- **Request**:
Can you repeat all the records below, swapping "red backpack" for "blue backpack" and changing nothing else?

- **Information provided**:
+ + + + + + +
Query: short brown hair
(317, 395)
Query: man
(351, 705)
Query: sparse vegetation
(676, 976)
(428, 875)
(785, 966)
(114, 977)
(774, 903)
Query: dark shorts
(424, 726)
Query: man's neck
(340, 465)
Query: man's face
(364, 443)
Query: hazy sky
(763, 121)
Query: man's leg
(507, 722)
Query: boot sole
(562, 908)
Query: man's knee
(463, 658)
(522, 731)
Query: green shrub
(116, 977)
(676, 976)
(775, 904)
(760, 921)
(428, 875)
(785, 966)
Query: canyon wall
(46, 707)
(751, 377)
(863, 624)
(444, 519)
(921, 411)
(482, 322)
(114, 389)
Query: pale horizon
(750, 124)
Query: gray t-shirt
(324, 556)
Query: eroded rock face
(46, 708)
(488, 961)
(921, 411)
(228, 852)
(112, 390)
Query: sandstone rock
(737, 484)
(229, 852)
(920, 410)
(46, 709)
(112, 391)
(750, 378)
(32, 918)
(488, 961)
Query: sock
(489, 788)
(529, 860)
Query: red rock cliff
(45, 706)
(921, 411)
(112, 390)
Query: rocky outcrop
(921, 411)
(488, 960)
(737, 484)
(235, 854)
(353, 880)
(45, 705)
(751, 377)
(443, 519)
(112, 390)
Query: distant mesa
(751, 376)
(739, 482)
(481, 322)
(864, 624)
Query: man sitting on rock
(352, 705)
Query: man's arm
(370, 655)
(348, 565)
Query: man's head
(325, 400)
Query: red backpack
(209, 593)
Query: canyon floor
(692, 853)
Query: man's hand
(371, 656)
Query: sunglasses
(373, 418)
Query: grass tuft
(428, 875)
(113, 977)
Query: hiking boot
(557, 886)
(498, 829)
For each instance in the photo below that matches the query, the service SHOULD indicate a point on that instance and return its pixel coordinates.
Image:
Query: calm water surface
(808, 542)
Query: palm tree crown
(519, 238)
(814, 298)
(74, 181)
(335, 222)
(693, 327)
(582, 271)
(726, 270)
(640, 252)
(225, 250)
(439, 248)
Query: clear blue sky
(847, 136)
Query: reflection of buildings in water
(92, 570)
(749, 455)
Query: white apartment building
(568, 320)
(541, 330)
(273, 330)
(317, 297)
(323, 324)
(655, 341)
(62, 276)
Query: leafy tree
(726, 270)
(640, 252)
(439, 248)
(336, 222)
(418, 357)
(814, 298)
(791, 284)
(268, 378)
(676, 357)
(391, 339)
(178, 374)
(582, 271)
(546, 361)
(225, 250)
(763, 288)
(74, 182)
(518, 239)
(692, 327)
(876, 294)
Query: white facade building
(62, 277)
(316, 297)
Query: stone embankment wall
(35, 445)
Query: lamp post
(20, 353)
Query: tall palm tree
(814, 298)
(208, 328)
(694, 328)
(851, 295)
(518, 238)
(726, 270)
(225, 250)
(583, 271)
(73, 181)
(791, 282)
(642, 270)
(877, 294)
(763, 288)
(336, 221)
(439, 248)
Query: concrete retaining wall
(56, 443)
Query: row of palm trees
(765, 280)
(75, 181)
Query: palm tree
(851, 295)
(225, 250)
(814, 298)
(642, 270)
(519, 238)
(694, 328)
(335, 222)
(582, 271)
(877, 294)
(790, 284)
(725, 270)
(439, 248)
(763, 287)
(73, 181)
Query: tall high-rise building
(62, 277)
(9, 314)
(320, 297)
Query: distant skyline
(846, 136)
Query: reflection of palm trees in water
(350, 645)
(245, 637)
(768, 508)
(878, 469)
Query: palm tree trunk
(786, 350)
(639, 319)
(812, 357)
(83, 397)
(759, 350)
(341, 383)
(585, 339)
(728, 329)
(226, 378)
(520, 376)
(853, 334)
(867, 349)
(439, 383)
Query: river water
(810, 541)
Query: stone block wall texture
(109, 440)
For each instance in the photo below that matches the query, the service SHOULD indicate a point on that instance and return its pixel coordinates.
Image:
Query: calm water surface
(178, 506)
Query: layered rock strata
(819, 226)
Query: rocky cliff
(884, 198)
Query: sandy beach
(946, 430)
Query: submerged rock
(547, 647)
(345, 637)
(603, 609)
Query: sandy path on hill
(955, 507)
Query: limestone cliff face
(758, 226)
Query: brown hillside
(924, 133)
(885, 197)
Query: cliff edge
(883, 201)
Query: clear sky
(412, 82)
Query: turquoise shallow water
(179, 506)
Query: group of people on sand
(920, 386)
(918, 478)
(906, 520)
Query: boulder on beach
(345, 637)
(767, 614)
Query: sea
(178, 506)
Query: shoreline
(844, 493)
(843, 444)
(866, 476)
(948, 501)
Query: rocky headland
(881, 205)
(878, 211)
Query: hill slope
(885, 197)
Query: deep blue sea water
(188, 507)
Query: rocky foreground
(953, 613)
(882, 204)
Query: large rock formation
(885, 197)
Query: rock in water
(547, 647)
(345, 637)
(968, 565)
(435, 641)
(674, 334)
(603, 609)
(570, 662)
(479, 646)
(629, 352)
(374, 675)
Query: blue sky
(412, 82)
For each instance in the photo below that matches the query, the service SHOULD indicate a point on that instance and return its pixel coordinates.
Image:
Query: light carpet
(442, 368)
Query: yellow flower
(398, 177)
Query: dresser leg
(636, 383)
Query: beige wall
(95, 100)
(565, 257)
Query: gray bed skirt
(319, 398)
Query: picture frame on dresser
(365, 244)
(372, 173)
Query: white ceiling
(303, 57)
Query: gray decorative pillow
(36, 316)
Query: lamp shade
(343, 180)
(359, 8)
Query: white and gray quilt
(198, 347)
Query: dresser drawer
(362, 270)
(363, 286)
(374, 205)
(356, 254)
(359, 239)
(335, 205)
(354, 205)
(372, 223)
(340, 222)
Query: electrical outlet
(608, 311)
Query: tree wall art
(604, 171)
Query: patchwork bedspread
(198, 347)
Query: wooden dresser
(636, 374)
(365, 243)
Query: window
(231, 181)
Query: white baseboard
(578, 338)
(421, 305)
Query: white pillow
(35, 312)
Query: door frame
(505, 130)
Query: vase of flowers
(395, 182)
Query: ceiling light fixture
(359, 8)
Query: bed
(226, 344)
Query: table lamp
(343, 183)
+ + + + + + +
- **Exercise output**:
Query: short brown hair
(317, 395)
Query: man
(351, 705)
Query: sparse vegetation
(676, 976)
(428, 875)
(785, 966)
(114, 977)
(774, 903)
Query: dark shorts
(424, 726)
Query: man's neck
(340, 465)
Query: man's face
(364, 443)
Query: hazy sky
(763, 121)
Query: man's leg
(507, 722)
Query: boot sole
(562, 908)
Query: man's knee
(463, 658)
(522, 731)
Query: green shrub
(116, 977)
(676, 976)
(775, 904)
(760, 921)
(428, 875)
(785, 966)
Query: canyon wall
(46, 707)
(751, 377)
(863, 624)
(444, 519)
(921, 411)
(482, 322)
(114, 389)
Query: pale horizon
(750, 124)
Query: gray t-shirt
(324, 556)
Query: eroded rock face
(46, 708)
(488, 961)
(921, 411)
(228, 852)
(112, 390)
Query: sandstone rock
(737, 484)
(229, 852)
(920, 410)
(46, 709)
(112, 391)
(750, 378)
(32, 918)
(488, 961)
Query: sock
(489, 788)
(529, 860)
Query: red rock cliff
(45, 706)
(921, 411)
(112, 390)
Query: rocky outcrop
(921, 411)
(488, 960)
(737, 484)
(235, 854)
(353, 880)
(45, 705)
(751, 377)
(443, 519)
(112, 390)
Query: distant mesa
(751, 376)
(739, 482)
(481, 322)
(864, 624)
Query: man sitting on rock
(352, 705)
Query: man's arm
(370, 655)
(348, 565)
Query: man's head
(325, 400)
Query: blue backpack
(209, 593)
Query: canyon floor
(692, 853)
Query: man's hand
(371, 656)
Query: sunglasses
(373, 418)
Query: grass tuft
(428, 875)
(113, 977)
Query: hiking boot
(557, 886)
(498, 829)
For each instance in the photo below that matches the query, the service SHOULD indicate a point on that instance and return its pixel coordinates.
Image:
Query: calm water surface
(808, 542)
Query: palm tree crown
(519, 238)
(814, 298)
(74, 181)
(335, 222)
(693, 327)
(582, 271)
(726, 270)
(640, 252)
(225, 250)
(439, 248)
Query: clear blue sky
(847, 136)
Query: reflection of buildings in water
(92, 570)
(749, 455)
Query: white apartment building
(568, 320)
(541, 330)
(273, 330)
(317, 297)
(323, 324)
(655, 341)
(62, 276)
Query: leafy tree
(726, 270)
(640, 252)
(439, 248)
(336, 222)
(418, 357)
(814, 298)
(791, 284)
(268, 378)
(676, 357)
(391, 339)
(178, 374)
(582, 271)
(546, 361)
(225, 250)
(763, 288)
(74, 182)
(518, 239)
(692, 327)
(876, 294)
Query: white facade building
(62, 277)
(316, 297)
Query: stone embankment wall
(35, 445)
Query: lamp post
(20, 353)
Query: tall palm tree
(814, 298)
(208, 328)
(694, 328)
(851, 295)
(518, 238)
(726, 270)
(225, 250)
(583, 271)
(73, 181)
(791, 282)
(642, 270)
(877, 294)
(763, 288)
(336, 221)
(439, 248)
Query: concrete retaining wall
(56, 443)
Query: row of palm trees
(765, 280)
(75, 181)
Query: palm tree
(851, 295)
(225, 250)
(814, 298)
(642, 270)
(519, 238)
(694, 328)
(335, 222)
(582, 271)
(877, 294)
(790, 284)
(725, 270)
(439, 248)
(763, 287)
(73, 181)
Query: tall high-rise building
(62, 277)
(9, 314)
(320, 297)
Query: distant skyline
(846, 136)
Query: reflection of palm trees in water
(350, 645)
(245, 637)
(768, 508)
(878, 469)
Query: palm tree trunk
(786, 350)
(639, 319)
(812, 357)
(83, 397)
(759, 350)
(341, 383)
(585, 339)
(728, 329)
(226, 378)
(520, 376)
(853, 334)
(867, 349)
(439, 383)
Query: river water
(810, 541)
Query: stone block wall texture
(109, 440)
For each instance in the photo below that matches the query, the service SHOULD indicate a point on that instance and return its pixel coordinates.
Image:
Query: calm water surface
(178, 506)
Query: layered rock strata
(819, 226)
Query: rocky cliff
(884, 198)
Query: sandy beach
(946, 430)
Query: submerged rock
(547, 647)
(345, 637)
(603, 609)
Query: sandy path on hill
(955, 507)
Query: limestone cliff face
(758, 226)
Query: brown hillside
(924, 133)
(885, 197)
Query: cliff edge
(883, 201)
Query: clear sky
(412, 82)
Query: turquoise shallow water
(179, 506)
Query: group of people on sand
(920, 386)
(918, 478)
(906, 520)
Query: boulder on beach
(345, 637)
(767, 614)
Query: sea
(178, 506)
Query: shoreline
(844, 493)
(843, 444)
(866, 476)
(948, 501)
Query: rocky headland
(881, 205)
(878, 211)
Query: hill slope
(885, 197)
Query: deep blue sea water
(188, 507)
Query: rocky foreground
(953, 613)
(882, 204)
Query: large rock formation
(885, 197)
Query: rock in water
(547, 647)
(345, 637)
(968, 565)
(435, 641)
(674, 334)
(603, 609)
(570, 662)
(479, 646)
(629, 352)
(374, 675)
Query: blue sky
(412, 82)
For each instance in the photo below that matches the query, the service SHOULD indicate a point on that instance and return its pixel coordinates.
Image:
Query: light carpet
(442, 368)
Query: yellow flower
(398, 177)
Query: dresser leg
(636, 383)
Query: beige wall
(95, 100)
(565, 257)
Query: gray bed skirt
(319, 398)
Query: picture frame on dresser
(365, 244)
(372, 173)
Query: white ceiling
(303, 57)
Query: gray decorative pillow
(36, 316)
Query: lamp shade
(343, 180)
(359, 8)
Query: white and gray quilt
(198, 347)
Query: dresser drawer
(362, 270)
(363, 286)
(374, 205)
(356, 254)
(359, 239)
(335, 205)
(354, 205)
(372, 223)
(340, 222)
Query: electrical outlet
(608, 311)
Query: tree wall art
(604, 171)
Query: patchwork bedspread
(198, 347)
Query: wooden dresser
(636, 374)
(365, 243)
Query: window
(231, 181)
Query: white baseboard
(578, 338)
(421, 305)
Query: white pillow
(35, 312)
Query: door frame
(505, 130)
Query: vase of flowers
(395, 182)
Query: ceiling light fixture
(359, 8)
Query: bed
(226, 344)
Query: table lamp
(343, 183)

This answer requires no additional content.